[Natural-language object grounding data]
_ _ _ _

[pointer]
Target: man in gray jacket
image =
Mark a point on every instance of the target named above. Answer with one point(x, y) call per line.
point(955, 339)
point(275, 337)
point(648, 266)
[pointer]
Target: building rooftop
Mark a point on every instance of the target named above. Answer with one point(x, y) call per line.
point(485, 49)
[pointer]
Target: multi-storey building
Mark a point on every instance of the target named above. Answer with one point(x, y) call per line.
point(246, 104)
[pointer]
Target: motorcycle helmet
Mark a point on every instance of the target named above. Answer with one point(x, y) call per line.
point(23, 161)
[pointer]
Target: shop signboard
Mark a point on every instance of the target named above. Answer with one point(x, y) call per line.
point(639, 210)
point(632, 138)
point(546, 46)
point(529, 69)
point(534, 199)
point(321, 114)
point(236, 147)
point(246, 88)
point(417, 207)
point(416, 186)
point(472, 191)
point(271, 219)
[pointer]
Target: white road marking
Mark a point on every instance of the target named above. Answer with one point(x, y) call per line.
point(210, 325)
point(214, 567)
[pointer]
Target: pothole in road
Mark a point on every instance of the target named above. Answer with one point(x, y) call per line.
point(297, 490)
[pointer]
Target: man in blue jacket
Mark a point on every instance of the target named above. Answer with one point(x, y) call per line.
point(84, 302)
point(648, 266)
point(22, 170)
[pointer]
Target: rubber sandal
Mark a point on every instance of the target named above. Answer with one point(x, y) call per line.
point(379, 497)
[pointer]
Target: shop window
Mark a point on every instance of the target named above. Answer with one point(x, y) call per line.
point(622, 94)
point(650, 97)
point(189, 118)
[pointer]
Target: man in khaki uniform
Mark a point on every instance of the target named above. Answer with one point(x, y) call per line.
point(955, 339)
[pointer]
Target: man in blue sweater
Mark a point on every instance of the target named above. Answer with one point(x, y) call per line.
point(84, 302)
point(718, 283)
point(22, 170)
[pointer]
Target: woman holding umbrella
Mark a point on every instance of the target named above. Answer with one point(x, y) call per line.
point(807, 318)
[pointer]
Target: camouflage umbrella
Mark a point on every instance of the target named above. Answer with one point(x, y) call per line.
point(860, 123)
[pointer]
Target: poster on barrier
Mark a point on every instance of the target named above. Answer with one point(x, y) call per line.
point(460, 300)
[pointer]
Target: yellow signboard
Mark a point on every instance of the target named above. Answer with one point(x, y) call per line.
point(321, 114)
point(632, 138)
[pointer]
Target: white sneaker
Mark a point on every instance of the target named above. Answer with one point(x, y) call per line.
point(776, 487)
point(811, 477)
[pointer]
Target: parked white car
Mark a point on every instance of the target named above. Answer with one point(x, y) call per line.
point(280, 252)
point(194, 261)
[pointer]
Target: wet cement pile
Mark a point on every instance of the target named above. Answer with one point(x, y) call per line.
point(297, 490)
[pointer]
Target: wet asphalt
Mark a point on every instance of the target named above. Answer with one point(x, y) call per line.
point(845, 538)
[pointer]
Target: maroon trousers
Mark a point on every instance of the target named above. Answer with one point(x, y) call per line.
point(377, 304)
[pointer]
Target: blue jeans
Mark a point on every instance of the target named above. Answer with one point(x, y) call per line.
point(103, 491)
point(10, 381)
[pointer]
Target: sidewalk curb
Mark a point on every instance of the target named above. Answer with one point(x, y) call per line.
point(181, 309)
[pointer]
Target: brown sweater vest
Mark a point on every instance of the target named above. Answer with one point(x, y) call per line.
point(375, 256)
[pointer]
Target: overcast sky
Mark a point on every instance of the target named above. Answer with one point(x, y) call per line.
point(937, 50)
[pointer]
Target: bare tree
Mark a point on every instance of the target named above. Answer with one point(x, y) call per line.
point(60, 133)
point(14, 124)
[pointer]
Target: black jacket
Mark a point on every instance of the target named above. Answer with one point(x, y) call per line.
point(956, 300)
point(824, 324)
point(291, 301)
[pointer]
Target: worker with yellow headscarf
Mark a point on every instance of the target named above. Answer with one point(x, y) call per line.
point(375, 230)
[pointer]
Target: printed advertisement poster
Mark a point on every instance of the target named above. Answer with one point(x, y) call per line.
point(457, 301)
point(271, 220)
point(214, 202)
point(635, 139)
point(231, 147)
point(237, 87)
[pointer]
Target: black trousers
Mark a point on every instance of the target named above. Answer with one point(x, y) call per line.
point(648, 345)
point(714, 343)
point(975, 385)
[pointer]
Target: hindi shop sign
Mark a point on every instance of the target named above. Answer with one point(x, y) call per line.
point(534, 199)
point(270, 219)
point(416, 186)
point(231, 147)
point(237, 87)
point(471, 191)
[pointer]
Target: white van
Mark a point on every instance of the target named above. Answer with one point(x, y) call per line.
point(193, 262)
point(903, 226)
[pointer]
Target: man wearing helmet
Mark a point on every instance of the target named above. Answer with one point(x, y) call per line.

_ _ _ _

WHAT IS EXPECTED: Across the preceding records, count the lines with the word "poster" in them and give that figure alone.

SOLUTION: 2